» Exercise details:
Copy out the listing below, unchanged, from the line containing "of the hazy" through the end of the listing, with both ends included.

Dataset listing

--- BEGIN ---

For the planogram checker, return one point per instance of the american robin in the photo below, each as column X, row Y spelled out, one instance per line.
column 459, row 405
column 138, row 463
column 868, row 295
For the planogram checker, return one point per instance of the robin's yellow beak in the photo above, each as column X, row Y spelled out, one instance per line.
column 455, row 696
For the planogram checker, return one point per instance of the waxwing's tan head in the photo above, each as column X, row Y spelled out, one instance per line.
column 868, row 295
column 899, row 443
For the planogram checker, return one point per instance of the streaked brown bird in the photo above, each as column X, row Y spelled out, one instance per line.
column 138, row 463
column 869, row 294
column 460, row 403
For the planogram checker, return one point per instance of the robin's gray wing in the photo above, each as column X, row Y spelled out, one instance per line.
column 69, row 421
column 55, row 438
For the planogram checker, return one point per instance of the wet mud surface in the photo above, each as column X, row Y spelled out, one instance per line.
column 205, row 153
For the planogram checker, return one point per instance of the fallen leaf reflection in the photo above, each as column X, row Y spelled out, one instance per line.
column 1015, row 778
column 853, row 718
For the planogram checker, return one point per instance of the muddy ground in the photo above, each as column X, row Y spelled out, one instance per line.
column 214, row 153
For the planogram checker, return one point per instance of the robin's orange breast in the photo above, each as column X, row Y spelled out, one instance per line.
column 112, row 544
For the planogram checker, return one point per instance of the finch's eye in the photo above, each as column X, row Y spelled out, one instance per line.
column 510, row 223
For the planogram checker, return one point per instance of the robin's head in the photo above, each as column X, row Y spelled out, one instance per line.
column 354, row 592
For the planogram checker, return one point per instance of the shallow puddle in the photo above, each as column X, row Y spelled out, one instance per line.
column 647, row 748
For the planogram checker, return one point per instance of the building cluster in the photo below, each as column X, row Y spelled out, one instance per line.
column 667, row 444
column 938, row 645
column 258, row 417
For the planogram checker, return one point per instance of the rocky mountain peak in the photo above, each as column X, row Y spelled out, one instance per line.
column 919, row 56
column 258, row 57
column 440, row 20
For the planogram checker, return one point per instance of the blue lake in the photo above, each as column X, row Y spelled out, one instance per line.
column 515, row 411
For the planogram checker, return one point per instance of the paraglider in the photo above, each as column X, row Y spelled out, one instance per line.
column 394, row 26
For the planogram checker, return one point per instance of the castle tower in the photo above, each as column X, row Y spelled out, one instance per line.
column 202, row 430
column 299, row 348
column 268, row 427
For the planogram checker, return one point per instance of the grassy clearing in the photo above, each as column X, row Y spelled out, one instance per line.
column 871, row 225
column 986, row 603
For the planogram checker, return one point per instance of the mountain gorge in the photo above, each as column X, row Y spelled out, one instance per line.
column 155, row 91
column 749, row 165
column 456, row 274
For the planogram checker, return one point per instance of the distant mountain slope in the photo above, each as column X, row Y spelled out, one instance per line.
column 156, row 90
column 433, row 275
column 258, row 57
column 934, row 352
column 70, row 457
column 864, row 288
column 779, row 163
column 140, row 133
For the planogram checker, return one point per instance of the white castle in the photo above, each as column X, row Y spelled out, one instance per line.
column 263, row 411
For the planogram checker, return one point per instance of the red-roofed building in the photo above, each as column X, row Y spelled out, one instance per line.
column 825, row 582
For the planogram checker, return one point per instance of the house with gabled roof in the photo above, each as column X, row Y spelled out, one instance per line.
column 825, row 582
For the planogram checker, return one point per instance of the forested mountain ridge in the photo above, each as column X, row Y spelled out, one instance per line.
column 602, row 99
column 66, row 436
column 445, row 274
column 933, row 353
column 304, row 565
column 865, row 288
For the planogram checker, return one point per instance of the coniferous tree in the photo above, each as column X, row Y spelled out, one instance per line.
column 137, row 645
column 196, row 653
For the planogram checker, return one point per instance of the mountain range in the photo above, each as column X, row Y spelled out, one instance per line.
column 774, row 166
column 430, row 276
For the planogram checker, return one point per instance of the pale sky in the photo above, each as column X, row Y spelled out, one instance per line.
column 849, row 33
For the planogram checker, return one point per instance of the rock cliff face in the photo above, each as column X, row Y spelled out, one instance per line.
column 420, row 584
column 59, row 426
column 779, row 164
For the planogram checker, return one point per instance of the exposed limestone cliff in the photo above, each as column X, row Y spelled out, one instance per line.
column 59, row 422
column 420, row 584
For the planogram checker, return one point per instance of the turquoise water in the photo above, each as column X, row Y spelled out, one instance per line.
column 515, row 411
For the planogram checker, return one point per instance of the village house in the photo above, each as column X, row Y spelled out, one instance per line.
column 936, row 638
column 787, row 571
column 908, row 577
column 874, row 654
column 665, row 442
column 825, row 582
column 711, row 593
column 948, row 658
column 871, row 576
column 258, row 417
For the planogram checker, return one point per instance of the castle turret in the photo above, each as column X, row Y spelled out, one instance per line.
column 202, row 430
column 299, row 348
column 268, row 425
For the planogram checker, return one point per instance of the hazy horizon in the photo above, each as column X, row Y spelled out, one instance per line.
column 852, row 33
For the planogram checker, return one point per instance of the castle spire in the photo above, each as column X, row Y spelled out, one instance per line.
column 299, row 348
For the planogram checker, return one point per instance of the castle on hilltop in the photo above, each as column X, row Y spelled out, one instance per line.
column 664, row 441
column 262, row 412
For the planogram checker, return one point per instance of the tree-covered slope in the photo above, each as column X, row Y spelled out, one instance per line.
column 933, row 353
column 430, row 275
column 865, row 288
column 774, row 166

--- END ---

» Solution to this task:
For the planogram checker, return one point per instance of the hazy horizon in the photo above, each as column X, row Y spelled out, one instance per line.
column 852, row 33
For the planogram checker, return one point per instance of the castle spire in the photo above, each as column X, row Y spelled out, one instance per line.
column 299, row 348
For the planogram checker, return one point per instance of the castle on hilltop in the photo above, each as column X, row Y spelled out, one instance per line.
column 664, row 441
column 262, row 412
For the planogram checker, return one point per instance of the tree-covered slope in the photo above, each as column X, row Y spelled out, one instance per line.
column 933, row 353
column 430, row 275
column 865, row 288
column 774, row 166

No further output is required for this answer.